> Stated goal: Show each line from the rows below that contains the word "blue".

Contour labeling entries:

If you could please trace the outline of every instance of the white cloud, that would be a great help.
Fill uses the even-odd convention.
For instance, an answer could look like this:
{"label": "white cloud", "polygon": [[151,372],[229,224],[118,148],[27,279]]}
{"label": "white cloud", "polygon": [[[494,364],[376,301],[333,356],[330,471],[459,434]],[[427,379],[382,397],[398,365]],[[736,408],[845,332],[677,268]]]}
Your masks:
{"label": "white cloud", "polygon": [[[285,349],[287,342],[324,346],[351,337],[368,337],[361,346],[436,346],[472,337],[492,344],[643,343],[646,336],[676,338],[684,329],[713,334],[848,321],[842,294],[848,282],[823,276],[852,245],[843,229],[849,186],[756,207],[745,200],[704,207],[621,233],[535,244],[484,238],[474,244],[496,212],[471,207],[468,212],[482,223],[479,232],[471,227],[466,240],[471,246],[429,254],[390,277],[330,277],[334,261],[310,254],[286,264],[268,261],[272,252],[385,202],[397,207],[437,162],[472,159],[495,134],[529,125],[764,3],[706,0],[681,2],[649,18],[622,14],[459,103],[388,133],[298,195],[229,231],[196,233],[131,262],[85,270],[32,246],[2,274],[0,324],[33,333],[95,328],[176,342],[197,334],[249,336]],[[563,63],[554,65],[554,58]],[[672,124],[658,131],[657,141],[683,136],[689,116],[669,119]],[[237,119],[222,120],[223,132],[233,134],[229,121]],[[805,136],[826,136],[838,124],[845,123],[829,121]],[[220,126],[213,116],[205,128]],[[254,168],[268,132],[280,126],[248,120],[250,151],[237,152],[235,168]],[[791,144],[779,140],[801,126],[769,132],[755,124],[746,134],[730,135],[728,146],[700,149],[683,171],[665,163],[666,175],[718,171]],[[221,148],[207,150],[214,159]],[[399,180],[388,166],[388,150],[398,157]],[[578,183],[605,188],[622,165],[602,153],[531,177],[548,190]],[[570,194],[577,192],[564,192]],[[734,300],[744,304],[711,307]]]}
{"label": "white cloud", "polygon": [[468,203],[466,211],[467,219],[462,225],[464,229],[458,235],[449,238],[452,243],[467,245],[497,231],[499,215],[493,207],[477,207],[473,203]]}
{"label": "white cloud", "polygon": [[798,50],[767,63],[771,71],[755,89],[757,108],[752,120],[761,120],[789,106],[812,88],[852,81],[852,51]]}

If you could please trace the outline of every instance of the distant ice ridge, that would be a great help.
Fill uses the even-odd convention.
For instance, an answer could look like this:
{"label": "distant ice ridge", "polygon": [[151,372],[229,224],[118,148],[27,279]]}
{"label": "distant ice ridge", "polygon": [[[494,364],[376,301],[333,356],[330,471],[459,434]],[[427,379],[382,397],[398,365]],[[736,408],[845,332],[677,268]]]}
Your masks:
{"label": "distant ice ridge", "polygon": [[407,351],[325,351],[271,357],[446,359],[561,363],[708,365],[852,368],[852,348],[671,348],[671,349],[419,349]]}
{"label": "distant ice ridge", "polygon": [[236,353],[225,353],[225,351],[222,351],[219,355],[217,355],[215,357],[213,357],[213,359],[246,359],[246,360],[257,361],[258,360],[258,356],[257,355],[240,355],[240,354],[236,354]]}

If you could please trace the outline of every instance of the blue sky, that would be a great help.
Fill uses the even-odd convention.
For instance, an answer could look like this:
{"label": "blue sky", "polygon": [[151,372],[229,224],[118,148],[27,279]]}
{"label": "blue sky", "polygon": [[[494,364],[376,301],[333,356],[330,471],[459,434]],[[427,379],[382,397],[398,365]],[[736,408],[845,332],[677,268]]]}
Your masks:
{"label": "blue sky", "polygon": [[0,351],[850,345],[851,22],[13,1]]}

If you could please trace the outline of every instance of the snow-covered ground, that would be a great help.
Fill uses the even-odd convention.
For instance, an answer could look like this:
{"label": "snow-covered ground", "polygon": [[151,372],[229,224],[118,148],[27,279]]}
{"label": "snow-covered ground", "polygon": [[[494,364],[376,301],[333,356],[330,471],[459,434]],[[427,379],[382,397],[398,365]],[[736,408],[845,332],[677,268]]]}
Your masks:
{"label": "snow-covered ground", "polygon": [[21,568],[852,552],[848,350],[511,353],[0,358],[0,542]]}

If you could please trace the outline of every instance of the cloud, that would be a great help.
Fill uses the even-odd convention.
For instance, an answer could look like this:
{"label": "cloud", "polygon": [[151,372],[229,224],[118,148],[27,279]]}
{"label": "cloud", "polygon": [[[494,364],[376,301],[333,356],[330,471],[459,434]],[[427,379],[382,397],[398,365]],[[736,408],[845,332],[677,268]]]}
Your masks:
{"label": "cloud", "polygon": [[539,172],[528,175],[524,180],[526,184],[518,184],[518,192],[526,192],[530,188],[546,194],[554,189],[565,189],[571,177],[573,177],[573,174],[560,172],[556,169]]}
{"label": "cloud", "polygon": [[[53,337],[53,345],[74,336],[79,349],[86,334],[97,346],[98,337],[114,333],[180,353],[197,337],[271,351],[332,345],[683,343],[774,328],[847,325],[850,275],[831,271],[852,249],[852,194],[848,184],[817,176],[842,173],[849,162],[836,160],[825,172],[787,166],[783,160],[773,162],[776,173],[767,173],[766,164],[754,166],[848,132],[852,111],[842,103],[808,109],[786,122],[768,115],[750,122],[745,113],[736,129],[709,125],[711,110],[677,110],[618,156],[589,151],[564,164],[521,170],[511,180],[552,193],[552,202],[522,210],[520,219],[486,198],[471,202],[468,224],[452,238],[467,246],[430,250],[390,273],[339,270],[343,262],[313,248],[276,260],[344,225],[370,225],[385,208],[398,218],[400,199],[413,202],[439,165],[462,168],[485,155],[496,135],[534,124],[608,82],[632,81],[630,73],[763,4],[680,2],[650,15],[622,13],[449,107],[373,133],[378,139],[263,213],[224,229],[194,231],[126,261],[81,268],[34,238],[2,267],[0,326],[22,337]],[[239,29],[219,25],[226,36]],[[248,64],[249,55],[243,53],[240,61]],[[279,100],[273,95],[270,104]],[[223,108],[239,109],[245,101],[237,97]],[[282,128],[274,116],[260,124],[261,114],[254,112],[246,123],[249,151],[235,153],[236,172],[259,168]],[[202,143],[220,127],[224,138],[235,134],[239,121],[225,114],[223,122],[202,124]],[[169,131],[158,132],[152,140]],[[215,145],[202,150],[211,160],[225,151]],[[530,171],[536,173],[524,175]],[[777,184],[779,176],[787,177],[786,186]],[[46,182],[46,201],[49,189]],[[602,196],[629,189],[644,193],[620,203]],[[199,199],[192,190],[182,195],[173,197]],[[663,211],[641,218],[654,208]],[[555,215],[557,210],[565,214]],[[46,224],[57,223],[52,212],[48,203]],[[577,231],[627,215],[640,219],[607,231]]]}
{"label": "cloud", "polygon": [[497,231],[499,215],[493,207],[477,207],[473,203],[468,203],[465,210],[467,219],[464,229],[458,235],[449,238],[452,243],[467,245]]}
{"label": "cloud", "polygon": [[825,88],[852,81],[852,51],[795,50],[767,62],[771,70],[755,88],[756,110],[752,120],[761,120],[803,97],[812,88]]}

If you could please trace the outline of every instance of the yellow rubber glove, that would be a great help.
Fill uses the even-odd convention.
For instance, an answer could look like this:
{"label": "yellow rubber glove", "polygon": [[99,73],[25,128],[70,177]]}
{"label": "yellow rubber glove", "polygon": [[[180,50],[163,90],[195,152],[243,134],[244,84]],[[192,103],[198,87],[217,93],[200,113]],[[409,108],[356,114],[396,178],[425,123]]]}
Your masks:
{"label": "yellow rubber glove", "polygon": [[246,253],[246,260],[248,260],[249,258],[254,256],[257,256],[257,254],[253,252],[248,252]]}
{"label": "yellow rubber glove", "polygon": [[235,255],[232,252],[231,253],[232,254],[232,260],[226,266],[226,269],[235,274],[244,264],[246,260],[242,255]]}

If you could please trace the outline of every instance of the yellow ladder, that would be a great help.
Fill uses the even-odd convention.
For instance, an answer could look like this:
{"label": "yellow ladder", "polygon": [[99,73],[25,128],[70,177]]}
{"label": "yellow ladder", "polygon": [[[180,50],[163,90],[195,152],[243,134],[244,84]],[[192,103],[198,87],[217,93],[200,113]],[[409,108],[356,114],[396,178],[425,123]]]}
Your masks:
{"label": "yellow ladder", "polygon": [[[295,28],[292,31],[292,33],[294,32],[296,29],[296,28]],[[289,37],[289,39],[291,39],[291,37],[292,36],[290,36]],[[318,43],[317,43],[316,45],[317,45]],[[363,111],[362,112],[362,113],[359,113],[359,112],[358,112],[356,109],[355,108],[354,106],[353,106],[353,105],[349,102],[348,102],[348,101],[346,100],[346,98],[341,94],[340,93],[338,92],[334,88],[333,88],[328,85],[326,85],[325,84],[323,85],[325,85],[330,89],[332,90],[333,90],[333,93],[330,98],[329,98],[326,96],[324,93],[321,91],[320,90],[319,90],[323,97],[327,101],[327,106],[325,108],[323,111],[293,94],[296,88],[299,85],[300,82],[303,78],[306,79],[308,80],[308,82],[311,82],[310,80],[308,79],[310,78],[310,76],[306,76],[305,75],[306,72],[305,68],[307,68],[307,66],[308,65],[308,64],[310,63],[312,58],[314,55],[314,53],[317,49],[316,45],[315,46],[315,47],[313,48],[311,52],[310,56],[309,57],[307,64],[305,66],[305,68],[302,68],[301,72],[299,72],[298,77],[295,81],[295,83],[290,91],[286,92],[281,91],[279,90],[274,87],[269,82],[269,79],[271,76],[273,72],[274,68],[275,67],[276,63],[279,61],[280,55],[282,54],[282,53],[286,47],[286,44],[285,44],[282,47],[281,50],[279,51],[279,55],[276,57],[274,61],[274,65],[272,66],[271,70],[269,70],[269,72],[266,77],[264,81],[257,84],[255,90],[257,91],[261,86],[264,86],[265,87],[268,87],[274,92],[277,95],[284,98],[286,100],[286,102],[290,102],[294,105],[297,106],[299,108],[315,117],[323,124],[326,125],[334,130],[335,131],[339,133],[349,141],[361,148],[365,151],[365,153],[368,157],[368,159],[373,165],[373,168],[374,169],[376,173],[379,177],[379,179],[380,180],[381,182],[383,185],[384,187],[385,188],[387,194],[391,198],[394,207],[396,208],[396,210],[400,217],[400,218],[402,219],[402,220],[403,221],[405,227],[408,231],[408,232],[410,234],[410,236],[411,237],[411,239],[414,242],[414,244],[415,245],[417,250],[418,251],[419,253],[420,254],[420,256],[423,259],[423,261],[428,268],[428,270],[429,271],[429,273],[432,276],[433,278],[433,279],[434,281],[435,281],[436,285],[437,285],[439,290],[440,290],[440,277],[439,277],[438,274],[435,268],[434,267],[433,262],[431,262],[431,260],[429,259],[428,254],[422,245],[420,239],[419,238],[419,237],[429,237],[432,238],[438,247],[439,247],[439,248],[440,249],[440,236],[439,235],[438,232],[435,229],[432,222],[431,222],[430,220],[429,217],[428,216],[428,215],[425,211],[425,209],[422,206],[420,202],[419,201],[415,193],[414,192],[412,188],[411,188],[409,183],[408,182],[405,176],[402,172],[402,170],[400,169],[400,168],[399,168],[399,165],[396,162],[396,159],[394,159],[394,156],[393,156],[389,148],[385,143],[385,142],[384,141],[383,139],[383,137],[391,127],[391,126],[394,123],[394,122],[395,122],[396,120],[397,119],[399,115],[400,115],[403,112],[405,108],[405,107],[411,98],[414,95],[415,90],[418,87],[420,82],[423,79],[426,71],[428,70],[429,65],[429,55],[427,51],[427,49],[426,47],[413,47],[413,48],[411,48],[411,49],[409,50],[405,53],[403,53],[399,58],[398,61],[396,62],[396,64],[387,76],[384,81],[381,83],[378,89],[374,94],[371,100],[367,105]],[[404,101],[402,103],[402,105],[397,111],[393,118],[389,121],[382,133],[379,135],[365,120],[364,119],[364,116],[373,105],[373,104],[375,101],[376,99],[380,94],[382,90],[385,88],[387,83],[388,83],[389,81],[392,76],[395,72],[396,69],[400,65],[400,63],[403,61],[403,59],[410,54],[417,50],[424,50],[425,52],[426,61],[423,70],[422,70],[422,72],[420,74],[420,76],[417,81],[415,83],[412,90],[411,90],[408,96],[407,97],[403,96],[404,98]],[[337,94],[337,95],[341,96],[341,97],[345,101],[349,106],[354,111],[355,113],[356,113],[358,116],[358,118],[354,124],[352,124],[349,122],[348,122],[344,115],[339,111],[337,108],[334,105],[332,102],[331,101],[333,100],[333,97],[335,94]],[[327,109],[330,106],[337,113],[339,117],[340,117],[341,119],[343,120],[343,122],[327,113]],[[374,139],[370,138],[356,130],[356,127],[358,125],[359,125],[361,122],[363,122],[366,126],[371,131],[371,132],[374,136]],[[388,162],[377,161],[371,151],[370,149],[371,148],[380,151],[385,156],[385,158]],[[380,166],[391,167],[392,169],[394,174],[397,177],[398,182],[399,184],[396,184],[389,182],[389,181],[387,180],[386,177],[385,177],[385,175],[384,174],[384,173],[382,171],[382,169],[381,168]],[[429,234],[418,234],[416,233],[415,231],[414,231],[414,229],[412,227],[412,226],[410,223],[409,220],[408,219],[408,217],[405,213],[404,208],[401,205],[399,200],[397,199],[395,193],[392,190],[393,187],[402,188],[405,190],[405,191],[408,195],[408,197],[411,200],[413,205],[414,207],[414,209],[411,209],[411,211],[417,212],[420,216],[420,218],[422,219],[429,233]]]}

> Completed exercise:
If you could please trace the outline of every instance of the blue sky, that would be a great help.
{"label": "blue sky", "polygon": [[151,372],[229,224],[118,148],[27,279]]}
{"label": "blue sky", "polygon": [[[494,364],[376,301],[333,356],[330,471],[459,434]],[[427,379],[382,397],[398,365]],[[736,408],[845,332],[677,268]]]}
{"label": "blue sky", "polygon": [[0,351],[850,345],[851,22],[13,1]]}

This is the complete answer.